**DOCUMENT SECTION**.

- - -

A zonal pattern of growth has been suggested for both the inner (29) and outer (2, 3, 51, 53, 54, 81) membranes. Kepes and Autissier looked for the unequal segregation of β-galactoside permease as a membrane marker among the progeny after cessation of enzyme synthesis (2, 3, 53, 54). Studies on cytochromes supported a nondispersive segregation pattern (78). In contrast, dispersive segregation was found in studies of the membrane-bound anaerobic nitrate reductase in E. coli (13). Additional experiments on β-galactoside permease (1) and phage receptors (60) support a conservative insertion segregation mode.

Segregation of membrane components has also been studied by pulse labeling and autoradiography. Finding that the labeled material is inserted diffusely over the surface is supportive evidence for random segregation. Electron microscopic studies of the insertion of outer membrane proteins indicated that there was no clear zonal growth (45, 78, 86). The protein studied, the LamB protein, was inserted diffusely over the entire surface. Analysis of the potential for diffusion of proteins within the outer membrane indicates that this does not account for the observed homogeneous distribution of pulse-inserted outer membrane proteins (86). This work supports the random segregation model of surface segregation.

- - -

**SOURCE MATERIAL**.
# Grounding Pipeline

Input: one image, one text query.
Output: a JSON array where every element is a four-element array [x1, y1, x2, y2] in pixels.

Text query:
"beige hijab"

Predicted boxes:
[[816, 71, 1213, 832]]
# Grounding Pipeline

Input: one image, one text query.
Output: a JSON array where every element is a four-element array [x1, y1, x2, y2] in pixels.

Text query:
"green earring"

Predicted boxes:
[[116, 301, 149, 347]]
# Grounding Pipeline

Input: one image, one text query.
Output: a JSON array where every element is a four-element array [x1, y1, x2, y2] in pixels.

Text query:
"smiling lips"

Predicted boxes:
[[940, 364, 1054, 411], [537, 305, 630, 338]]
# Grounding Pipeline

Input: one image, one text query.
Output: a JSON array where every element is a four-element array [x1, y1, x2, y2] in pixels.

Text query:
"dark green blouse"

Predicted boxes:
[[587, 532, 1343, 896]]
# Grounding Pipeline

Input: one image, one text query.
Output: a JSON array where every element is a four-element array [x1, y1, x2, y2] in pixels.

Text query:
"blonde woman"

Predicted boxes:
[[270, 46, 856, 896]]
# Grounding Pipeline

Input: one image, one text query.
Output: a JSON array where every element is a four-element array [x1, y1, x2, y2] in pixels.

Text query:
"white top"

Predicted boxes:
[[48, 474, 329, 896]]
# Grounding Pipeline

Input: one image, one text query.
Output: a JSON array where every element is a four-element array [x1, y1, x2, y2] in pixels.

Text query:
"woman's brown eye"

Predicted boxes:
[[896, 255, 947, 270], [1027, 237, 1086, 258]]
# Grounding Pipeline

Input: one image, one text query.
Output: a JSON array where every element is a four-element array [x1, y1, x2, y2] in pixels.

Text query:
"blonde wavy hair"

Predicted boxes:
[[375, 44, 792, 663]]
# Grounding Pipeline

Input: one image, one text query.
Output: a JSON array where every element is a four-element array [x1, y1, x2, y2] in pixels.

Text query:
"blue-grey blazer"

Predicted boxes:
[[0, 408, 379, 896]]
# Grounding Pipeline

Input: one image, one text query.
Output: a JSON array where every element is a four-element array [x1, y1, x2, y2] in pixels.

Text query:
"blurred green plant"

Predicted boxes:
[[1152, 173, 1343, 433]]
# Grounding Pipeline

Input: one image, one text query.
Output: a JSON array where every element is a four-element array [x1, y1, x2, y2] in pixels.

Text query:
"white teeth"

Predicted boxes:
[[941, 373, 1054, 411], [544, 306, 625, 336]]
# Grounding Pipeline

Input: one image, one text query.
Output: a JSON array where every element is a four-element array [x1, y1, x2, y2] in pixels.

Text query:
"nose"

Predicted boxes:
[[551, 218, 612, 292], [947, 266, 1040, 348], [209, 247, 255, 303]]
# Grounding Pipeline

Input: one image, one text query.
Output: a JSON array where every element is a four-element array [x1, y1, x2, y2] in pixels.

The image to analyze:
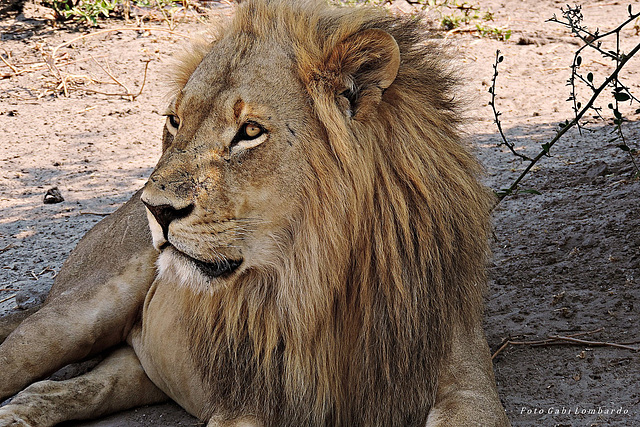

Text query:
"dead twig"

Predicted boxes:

- - -

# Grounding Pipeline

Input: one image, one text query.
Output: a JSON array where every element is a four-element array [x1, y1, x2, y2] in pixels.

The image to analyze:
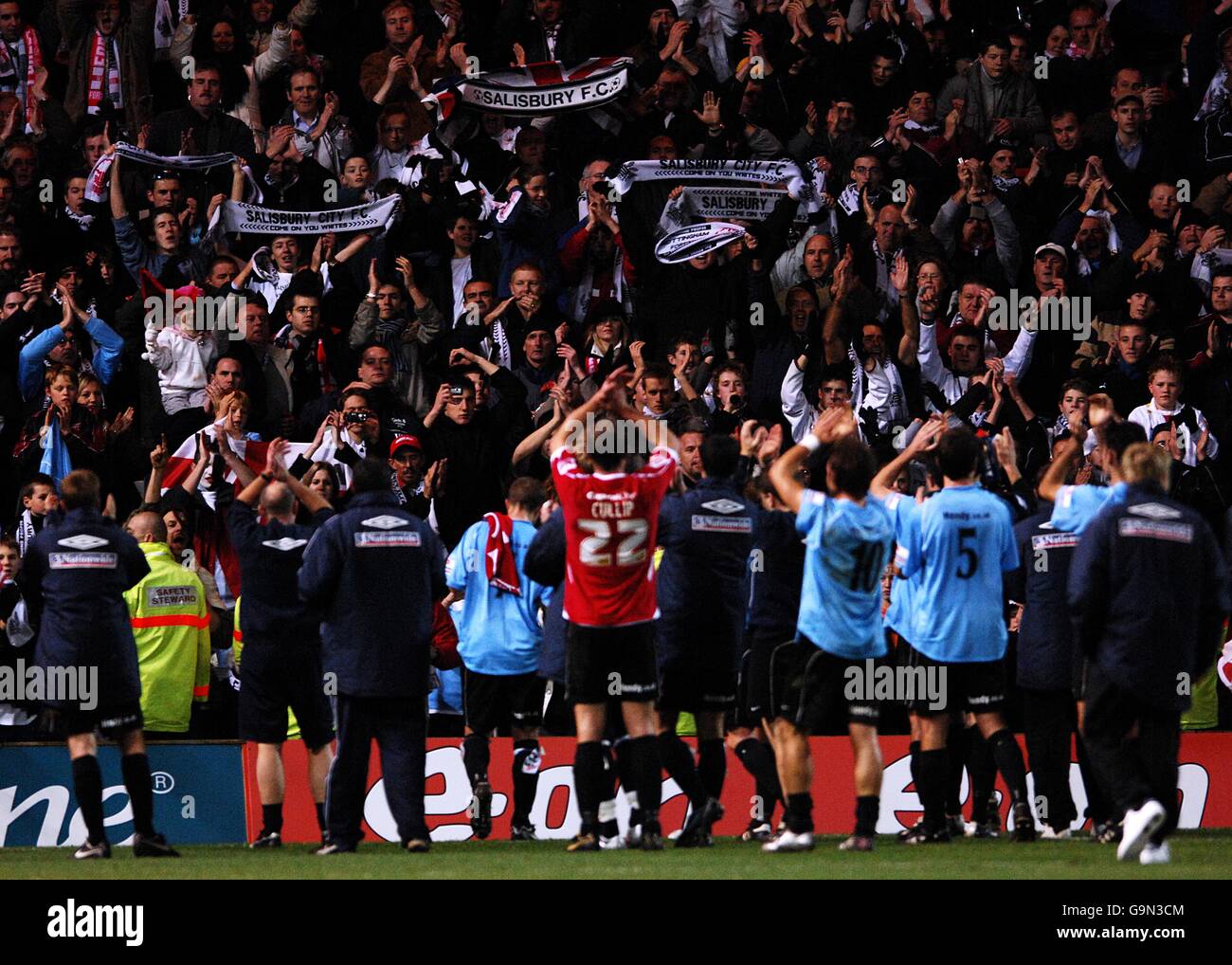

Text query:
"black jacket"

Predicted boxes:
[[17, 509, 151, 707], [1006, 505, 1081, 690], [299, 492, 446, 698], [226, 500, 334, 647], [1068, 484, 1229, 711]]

- - -

**ACTIVITY**.
Reproduce the passage on membrane segregation word for word, starting at "A zonal pattern" and ending at "insertion segregation mode.". The records are unrelated material and have no connection to the text.

**EXERCISE ANSWER**.
A zonal pattern of growth has been suggested for both the inner (29) and outer (2, 3, 51, 53, 54, 81) membranes. Kepes and Autissier looked for the unequal segregation of β-galactoside permease as a membrane marker among the progeny after cessation of enzyme synthesis (2, 3, 53, 54). Studies on cytochromes supported a nondispersive segregation pattern (78). In contrast, dispersive segregation was found in studies of the membrane-bound anaerobic nitrate reductase in E. coli (13). Additional experiments on β-galactoside permease (1) and phage receptors (60) support a conservative insertion segregation mode.